▶ [Challenge 1]:
Answer these questions about the RSA cryptography post, one per line:
(a) Which cryptosystem does the post say underlies HTTPS?
(b) In what year does the post say the journey of RSA starts?
(c) Who published the framework describing an asymmetric public-private key cryptosystem?
▶ [Challenge 2]: Return everything in the RSA cryptography post from "Published on" down to "see his message.", copied word for word.

▶ [Selection]:

-- -- --

# RSA Cryptography

Published on

Updated on

4 minute reading time

*Warning*: This post has not been modified for over 2 years. For technical posts, make sure that it is still relevant.

# Introduction

Why do we need Cryptography? Well let’s say Bob is purchasing things from Alice over the internet. He wants to give Alice his credit card details to complete his transaction, but he feels uncomfortable with the thought that others can possibly read it as well. RSA is a cryptosystem that underlies HTTPS, and this gives Bob a sense of security that only Alice can see his message.

The journey of RSA starts in 1976 when Whitfield Diffie and Martin Hellman published a framework describing an asymmetric public-private key cryptosystem through four key steps:

- Key Generation
- Key Distribution
- Encryption with one-way function (using a public key)

-- -- --

▶ [Supplied data]:
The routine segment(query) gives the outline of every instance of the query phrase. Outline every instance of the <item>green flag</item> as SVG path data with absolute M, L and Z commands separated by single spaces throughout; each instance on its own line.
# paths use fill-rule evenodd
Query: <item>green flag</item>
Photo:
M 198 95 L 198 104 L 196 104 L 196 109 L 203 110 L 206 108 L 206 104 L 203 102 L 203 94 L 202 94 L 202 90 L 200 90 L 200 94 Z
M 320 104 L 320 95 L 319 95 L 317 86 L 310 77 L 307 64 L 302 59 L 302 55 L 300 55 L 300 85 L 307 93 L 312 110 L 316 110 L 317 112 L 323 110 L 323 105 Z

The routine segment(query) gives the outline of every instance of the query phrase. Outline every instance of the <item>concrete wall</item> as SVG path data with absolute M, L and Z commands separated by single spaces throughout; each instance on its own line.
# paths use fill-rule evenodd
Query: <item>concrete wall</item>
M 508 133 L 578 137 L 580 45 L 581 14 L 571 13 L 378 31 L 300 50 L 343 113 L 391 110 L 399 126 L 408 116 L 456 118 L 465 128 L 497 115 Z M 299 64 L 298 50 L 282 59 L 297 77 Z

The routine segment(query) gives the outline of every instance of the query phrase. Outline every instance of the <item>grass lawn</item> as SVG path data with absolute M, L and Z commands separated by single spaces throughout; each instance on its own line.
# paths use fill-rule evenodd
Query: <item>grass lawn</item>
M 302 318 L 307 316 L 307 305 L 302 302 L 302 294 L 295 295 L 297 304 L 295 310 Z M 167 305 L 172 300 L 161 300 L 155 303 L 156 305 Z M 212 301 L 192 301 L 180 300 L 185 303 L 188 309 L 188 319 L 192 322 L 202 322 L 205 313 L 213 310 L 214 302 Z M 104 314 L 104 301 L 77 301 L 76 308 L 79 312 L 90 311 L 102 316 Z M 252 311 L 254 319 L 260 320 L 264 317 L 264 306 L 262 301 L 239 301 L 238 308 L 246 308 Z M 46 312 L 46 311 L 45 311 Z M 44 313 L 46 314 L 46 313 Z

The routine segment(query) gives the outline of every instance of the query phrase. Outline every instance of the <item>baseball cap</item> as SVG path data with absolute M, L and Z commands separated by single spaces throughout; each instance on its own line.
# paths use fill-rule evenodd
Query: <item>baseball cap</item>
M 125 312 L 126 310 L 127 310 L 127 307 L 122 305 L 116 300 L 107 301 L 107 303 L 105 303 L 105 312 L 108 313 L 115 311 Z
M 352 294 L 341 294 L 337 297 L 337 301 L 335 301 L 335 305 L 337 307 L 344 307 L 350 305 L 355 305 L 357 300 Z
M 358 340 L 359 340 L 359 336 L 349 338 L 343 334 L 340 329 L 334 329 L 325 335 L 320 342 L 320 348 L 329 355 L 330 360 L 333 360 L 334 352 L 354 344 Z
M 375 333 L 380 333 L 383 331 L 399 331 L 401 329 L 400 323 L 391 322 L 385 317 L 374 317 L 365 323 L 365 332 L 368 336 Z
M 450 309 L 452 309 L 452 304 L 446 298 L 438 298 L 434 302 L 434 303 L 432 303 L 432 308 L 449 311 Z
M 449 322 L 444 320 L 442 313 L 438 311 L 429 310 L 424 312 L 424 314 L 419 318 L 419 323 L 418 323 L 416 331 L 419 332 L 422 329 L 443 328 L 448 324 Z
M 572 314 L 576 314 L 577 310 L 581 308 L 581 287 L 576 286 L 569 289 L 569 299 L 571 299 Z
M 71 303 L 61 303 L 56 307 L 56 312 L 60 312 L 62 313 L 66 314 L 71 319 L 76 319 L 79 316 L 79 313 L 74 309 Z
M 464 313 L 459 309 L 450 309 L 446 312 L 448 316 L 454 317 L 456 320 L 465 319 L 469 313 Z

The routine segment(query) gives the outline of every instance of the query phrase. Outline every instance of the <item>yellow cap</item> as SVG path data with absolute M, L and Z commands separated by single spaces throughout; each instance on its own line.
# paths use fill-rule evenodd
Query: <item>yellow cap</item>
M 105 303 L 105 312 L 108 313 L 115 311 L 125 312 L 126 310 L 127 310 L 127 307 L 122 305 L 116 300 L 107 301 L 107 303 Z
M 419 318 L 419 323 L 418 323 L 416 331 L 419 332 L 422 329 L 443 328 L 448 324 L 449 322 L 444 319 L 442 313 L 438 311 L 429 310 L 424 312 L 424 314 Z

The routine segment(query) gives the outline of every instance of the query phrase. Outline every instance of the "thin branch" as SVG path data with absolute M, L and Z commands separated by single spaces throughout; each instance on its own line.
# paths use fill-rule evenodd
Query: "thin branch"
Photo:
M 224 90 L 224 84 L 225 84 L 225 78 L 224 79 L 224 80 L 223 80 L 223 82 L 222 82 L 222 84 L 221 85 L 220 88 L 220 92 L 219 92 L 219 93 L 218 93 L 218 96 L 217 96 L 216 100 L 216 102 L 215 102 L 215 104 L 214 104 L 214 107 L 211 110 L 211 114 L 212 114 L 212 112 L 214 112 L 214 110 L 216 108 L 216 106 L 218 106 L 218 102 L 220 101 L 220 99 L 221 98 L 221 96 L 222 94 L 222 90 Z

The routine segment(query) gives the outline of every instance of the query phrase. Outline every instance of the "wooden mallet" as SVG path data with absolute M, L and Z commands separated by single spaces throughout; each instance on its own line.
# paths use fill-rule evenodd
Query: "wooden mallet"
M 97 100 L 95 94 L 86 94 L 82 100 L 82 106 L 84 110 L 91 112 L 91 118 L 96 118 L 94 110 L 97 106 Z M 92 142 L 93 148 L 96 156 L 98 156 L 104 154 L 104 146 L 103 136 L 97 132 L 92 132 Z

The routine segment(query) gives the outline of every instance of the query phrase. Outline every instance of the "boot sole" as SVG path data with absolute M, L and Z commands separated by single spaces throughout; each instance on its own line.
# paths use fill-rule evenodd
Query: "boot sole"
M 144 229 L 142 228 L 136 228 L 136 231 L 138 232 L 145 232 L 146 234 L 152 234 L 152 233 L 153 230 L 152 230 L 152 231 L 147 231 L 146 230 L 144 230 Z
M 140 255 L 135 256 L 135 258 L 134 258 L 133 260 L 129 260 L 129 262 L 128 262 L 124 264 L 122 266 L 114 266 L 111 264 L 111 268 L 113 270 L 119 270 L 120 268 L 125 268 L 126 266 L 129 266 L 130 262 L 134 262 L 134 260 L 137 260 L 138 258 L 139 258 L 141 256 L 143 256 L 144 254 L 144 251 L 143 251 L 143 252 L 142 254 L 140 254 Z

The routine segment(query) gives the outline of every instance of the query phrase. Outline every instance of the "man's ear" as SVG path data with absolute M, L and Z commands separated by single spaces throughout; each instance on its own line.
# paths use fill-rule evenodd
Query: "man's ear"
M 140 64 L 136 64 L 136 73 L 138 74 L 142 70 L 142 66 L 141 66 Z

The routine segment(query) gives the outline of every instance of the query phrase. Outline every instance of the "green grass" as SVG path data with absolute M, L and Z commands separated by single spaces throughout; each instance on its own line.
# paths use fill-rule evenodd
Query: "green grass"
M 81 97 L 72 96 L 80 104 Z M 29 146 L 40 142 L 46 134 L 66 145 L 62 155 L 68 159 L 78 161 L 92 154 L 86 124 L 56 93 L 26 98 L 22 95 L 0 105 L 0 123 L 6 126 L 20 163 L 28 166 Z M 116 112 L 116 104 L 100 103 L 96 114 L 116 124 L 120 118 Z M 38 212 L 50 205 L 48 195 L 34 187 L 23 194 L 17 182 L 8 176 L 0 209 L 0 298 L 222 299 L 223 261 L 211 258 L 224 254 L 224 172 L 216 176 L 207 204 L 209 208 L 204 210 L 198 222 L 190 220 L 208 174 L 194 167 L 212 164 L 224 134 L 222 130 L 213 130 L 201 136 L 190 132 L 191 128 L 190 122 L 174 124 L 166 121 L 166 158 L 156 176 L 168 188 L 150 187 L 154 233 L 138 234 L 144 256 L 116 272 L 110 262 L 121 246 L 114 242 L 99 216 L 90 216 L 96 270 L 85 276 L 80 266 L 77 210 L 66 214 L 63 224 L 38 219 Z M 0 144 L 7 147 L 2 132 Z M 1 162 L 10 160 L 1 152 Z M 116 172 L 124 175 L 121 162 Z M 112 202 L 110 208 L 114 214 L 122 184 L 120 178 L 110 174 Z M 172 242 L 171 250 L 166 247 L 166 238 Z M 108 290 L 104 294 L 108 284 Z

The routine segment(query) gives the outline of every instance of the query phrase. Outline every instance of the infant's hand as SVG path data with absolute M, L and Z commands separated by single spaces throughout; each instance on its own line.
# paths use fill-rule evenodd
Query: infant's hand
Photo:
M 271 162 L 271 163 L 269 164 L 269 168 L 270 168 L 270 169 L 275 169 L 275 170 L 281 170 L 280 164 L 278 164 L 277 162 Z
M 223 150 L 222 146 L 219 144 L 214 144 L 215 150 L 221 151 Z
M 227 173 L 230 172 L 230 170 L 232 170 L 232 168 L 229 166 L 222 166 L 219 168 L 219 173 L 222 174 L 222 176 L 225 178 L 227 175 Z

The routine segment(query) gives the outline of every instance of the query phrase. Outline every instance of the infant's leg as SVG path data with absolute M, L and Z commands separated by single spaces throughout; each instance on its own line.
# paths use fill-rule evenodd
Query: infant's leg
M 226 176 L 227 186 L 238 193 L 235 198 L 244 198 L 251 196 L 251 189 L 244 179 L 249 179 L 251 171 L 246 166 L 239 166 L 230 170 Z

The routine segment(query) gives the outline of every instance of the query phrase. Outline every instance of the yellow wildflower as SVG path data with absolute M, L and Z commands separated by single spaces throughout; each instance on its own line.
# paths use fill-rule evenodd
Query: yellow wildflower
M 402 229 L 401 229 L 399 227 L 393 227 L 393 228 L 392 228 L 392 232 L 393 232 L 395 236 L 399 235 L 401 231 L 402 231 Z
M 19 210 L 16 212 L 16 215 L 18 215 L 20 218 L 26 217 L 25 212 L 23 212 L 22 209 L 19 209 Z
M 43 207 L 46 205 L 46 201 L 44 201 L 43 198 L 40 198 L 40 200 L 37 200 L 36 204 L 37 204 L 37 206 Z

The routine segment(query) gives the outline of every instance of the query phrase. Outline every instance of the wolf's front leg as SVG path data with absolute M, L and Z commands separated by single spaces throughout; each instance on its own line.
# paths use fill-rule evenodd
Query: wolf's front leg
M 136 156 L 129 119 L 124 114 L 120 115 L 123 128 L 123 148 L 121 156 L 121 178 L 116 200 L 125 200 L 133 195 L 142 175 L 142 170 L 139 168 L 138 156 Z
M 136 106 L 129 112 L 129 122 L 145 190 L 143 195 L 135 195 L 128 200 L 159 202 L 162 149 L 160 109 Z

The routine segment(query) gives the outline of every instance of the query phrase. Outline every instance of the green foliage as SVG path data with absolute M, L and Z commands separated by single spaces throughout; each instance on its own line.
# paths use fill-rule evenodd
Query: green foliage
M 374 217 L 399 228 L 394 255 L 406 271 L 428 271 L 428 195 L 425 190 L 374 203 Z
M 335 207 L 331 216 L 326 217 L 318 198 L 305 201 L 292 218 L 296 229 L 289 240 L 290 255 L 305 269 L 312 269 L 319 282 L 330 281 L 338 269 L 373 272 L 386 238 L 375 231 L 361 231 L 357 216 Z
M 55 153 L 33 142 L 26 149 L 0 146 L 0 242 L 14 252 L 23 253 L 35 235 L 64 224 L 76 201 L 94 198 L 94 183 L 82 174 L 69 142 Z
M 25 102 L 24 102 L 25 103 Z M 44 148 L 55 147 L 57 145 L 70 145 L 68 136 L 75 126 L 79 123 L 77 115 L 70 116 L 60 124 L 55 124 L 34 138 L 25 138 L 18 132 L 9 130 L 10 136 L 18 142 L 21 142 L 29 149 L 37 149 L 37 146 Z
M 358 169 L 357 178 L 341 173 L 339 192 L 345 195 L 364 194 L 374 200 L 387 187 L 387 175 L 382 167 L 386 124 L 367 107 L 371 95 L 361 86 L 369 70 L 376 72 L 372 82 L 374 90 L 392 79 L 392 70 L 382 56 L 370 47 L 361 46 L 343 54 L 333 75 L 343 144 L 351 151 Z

-- -- --

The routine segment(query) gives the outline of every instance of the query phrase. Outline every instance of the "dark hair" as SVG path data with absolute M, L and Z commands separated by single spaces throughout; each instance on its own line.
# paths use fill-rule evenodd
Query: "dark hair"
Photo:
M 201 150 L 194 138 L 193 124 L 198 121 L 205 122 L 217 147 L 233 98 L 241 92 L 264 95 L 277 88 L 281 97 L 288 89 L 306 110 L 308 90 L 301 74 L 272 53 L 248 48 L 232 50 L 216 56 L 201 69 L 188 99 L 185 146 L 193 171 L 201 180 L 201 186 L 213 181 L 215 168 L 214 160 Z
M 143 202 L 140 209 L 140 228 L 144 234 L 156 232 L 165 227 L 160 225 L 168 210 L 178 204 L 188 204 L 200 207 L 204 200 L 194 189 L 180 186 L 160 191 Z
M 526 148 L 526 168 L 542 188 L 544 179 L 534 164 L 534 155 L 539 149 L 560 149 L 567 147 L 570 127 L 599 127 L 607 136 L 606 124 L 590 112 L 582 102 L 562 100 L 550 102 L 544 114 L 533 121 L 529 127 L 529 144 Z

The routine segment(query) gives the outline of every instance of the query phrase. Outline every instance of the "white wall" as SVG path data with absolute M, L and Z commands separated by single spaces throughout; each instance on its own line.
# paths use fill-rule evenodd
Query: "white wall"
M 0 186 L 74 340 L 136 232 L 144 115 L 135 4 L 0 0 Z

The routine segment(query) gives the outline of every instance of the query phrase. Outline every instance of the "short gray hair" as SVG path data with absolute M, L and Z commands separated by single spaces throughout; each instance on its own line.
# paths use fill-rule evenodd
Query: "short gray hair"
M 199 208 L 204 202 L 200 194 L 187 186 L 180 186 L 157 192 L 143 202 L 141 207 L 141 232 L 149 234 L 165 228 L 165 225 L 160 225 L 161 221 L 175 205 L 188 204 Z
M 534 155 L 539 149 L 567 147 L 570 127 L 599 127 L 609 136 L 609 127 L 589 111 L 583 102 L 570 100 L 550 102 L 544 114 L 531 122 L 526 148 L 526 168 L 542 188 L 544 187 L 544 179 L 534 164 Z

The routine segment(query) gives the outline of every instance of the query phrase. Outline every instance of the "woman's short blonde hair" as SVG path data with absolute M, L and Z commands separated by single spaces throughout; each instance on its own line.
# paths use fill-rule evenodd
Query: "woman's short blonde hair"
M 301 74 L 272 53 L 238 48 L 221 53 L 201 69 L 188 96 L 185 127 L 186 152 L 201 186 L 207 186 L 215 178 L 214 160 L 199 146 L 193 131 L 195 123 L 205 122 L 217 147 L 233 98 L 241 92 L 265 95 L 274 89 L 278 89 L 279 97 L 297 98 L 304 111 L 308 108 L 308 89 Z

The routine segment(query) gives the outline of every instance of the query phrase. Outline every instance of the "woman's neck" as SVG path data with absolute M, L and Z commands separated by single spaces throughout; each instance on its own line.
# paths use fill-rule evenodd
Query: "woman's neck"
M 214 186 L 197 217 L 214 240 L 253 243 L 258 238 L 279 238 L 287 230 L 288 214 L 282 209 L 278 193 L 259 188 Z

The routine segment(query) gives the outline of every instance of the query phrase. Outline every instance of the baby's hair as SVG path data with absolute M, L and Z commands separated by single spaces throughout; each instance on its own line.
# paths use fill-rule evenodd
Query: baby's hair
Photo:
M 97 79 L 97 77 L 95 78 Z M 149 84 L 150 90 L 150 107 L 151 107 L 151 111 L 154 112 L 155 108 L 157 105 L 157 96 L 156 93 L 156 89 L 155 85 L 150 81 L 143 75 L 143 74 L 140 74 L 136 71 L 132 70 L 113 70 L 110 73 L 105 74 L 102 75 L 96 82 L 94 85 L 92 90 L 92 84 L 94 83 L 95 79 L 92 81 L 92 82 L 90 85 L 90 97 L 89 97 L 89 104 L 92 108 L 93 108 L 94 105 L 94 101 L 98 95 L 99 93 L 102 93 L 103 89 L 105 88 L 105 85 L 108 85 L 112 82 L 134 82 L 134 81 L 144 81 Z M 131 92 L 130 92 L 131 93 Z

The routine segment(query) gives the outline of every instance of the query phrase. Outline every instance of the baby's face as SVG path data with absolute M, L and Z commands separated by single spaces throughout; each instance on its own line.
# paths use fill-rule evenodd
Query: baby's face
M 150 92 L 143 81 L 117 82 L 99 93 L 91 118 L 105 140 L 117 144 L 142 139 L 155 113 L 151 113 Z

-- -- --

▶ [Task output 1]:
(a) RSA
(b) 1976
(c) Whitfield Diffie and Martin Hellman

▶ [Task output 2]:
Published on

Updated on

4 minute reading time

*Warning*: This post has not been modified for over 2 years. For technical posts, make sure that it is still relevant.

# Introduction

Why do we need Cryptography? Well let’s say Bob is purchasing things from Alice over the internet. He wants to give Alice his credit card details to complete his transaction, but he feels uncomfortable with the thought that others can possibly read it as well. RSA is a cryptosystem that underlies HTTPS, and this gives Bob a sense of security that only Alice can see his message.